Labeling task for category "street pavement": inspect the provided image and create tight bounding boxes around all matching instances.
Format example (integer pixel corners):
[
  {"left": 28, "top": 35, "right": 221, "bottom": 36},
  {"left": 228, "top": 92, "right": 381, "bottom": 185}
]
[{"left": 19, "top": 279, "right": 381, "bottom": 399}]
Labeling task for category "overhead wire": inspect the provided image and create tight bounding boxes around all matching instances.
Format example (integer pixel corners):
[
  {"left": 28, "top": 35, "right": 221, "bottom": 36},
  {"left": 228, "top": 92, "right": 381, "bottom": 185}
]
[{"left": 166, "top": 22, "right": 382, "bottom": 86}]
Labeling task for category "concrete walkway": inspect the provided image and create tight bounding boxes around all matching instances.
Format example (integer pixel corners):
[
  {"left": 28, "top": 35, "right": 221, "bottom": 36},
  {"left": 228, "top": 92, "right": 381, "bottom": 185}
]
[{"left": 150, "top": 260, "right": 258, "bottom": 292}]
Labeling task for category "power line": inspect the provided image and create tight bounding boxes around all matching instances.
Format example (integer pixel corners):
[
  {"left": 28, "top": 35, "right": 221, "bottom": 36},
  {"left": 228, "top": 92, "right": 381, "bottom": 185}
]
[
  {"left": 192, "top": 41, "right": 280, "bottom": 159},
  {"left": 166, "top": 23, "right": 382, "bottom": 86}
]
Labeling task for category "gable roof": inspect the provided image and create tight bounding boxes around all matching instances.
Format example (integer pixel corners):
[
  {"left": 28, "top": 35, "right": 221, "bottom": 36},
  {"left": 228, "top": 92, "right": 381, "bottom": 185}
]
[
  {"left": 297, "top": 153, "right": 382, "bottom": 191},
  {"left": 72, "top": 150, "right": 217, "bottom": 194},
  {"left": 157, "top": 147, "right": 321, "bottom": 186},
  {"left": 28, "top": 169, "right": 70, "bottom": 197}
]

--

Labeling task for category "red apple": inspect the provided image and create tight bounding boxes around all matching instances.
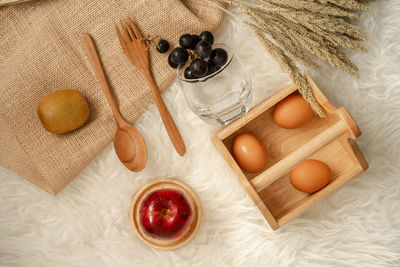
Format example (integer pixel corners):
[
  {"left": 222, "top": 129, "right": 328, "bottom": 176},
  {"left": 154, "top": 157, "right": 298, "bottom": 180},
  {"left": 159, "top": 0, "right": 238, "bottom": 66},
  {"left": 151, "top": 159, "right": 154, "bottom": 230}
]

==

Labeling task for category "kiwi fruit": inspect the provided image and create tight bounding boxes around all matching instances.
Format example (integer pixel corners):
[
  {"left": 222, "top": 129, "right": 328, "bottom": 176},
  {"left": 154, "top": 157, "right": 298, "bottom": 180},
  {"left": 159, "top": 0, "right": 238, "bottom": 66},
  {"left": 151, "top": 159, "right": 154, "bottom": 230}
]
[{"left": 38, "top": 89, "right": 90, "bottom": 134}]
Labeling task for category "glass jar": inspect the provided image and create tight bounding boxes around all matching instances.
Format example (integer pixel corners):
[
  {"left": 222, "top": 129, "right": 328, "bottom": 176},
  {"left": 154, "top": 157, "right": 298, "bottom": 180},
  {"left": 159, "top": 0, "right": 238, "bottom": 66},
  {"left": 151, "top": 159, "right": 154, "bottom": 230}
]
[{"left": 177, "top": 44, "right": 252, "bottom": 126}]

▸ WORK REQUIRED:
Each line of the data in which the string "create" appears needs to be copied.

▸ YOUR RESPONSE:
Labeling task for category "street pavement": inspect the provided image and create tight bounding boxes around all matching instances.
Labeling task for category "overhead wire": inspect the provided image and create tight bounding boxes around all matching instances.
Labeling task for category "concrete walkway": inspect the provided image and create tight bounding boxes around all matching instances.
Labeling task for category "power line": inspect the provided image and create tight bounding boxes around all matching instances.
Labeling task for category "gable roof": inspect the provided image and create tight bounding boxes around all matching instances.
Labeling task for category "red apple": inspect the provided image and create tight bounding boxes around all matching instances.
Labeling task for category "kiwi fruit": inspect the provided image and create tight bounding boxes around all matching instances.
Labeling task for category "glass jar": inspect the provided image and create tight bounding boxes around all matching instances.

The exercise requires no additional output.